▸ **Text block**:
New pricing structure begins on Wisconsin State Park System properties

MADISON, WI - A new demand-based pricing structure for Wisconsin State Park System properties will go into effect on Feb. 15, that is intended to encourage use and manage capacity while providing funds for property improvements that directly enhance visitor experiences.
There will be no increase in the annual admission fees to park system properties. However, daily admission fees will increase at three properties: Devil's Lake, Peninsula and Willow River state parks.
Devil's Lake daily admission fees will increase $5, with resident daily fees going from $8 to $13 and non-resident daily fees going from $11 to $16.
Daily fees at Peninsula and Willow River will increase $2, with resident daily fees going from $8 to $10 and non-resident daily fees going from $11 to $13.
Camping rates will be adjusted across the system based on demand, by both increasing and decreasing camping rates. Depending upon campsite type and time of year, some properties will experience both a rate increase and a rate decrease. The average camping fee increase will be $3 per night and will range to a high of $7 at Devil's Lake and Peninsula on electrical sites during summer weekends. The greatest camping fee decrease will be $5 per night.

▸ **Stored rows**:

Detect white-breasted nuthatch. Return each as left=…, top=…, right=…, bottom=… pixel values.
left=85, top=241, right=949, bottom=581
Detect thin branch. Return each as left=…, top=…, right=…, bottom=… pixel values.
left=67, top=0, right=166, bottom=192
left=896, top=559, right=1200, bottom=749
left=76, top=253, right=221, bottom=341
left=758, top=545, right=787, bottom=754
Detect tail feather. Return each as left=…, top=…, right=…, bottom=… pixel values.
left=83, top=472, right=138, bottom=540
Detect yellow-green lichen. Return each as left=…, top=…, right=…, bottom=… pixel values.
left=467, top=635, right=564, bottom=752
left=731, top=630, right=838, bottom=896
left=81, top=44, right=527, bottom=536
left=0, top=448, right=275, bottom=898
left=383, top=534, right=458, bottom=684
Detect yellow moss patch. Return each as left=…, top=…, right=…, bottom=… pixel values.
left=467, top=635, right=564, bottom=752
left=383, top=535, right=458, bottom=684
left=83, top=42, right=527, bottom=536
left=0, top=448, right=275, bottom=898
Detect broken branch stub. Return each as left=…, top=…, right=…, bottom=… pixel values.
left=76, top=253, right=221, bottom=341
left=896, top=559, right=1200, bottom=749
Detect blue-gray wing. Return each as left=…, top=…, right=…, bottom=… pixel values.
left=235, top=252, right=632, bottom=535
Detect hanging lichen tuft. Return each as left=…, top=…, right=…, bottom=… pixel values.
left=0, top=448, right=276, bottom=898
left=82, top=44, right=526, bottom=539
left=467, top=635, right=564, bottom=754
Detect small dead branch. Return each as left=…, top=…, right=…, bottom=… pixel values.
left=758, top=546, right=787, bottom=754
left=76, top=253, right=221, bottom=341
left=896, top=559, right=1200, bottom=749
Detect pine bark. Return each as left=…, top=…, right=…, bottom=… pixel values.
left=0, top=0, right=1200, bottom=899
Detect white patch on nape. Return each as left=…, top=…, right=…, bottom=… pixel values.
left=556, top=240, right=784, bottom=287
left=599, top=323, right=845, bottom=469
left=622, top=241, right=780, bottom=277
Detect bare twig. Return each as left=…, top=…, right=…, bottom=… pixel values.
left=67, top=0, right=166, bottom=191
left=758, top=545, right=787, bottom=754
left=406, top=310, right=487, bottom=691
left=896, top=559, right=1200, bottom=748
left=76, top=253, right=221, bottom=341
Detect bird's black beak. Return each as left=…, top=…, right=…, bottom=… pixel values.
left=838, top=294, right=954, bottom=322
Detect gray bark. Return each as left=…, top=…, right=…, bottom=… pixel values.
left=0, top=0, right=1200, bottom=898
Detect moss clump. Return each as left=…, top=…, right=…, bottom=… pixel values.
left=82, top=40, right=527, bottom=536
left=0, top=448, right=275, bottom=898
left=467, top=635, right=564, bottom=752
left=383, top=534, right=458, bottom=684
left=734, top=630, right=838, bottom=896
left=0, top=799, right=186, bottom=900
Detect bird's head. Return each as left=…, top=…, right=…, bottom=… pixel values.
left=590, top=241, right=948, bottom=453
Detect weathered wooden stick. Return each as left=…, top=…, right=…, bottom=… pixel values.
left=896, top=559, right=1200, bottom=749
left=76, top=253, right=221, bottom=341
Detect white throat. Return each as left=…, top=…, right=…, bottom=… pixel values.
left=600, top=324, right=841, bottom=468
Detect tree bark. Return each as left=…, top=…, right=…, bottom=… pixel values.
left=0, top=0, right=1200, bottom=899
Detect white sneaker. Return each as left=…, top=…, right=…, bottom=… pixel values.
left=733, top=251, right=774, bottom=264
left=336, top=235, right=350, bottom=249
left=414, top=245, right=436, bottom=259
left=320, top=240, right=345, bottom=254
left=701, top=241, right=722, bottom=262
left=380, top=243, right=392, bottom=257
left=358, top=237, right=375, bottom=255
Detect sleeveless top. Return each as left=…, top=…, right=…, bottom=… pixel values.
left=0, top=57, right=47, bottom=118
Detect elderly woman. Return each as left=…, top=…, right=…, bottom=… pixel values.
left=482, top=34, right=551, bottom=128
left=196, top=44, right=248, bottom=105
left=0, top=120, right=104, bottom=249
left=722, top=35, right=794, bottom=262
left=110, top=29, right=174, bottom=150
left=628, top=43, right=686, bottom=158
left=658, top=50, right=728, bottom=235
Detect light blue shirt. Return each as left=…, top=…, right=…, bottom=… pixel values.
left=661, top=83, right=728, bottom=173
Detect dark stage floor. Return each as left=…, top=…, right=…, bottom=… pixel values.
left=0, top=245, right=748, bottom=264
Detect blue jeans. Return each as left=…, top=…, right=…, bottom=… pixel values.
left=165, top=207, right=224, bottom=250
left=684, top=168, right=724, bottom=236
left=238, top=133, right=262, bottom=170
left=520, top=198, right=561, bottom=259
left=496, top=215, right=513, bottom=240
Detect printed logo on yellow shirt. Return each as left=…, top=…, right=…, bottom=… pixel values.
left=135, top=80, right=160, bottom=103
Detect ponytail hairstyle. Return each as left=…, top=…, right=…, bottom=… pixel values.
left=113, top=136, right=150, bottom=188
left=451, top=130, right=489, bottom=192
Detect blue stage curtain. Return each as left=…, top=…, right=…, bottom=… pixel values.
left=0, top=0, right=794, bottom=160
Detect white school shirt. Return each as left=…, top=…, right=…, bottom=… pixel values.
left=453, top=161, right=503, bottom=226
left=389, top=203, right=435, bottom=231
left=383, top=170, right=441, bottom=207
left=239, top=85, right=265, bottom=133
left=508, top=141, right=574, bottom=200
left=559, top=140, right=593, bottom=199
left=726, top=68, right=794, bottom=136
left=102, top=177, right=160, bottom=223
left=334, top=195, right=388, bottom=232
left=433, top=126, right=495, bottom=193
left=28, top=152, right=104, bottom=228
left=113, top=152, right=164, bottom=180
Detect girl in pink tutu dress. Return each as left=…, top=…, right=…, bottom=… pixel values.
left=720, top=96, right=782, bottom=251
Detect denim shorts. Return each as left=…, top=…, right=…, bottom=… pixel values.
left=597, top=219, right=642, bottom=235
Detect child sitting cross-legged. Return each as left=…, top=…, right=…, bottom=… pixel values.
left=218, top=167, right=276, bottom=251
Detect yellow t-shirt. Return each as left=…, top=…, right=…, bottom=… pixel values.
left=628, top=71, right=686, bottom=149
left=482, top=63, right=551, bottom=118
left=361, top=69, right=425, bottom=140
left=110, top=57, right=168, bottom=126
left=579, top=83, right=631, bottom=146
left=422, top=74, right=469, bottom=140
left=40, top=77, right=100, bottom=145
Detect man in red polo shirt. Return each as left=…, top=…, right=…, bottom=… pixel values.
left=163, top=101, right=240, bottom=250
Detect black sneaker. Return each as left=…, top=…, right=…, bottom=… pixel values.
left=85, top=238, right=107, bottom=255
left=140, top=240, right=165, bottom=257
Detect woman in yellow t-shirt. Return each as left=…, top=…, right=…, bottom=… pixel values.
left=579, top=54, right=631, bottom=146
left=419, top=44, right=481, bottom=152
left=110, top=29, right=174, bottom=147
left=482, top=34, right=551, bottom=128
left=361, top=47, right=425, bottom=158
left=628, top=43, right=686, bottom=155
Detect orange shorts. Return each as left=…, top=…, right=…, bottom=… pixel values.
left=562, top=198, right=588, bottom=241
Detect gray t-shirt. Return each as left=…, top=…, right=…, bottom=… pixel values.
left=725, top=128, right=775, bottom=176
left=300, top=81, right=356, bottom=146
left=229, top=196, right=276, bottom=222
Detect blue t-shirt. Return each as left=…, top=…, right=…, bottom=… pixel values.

▸ **Things to do**:
1. In the park pricing text, what will resident daily admission fees at Devil's Lake become?
2. Copy the passage of the park pricing text from "New pricing structure" up to and including "River state parks.".

▸ **Answer set**:
1. $13, up from $8.

2.
New pricing structure begins on Wisconsin State Park System properties

MADISON, WI - A new demand-based pricing structure for Wisconsin State Park System properties will go into effect on Feb. 15, that is intended to encourage use and manage capacity while providing funds for property improvements that directly enhance visitor experiences.
There will be no increase in the annual admission fees to park system properties. However, daily admission fees will increase at three properties: Devil's Lake, Peninsula and Willow River state parks.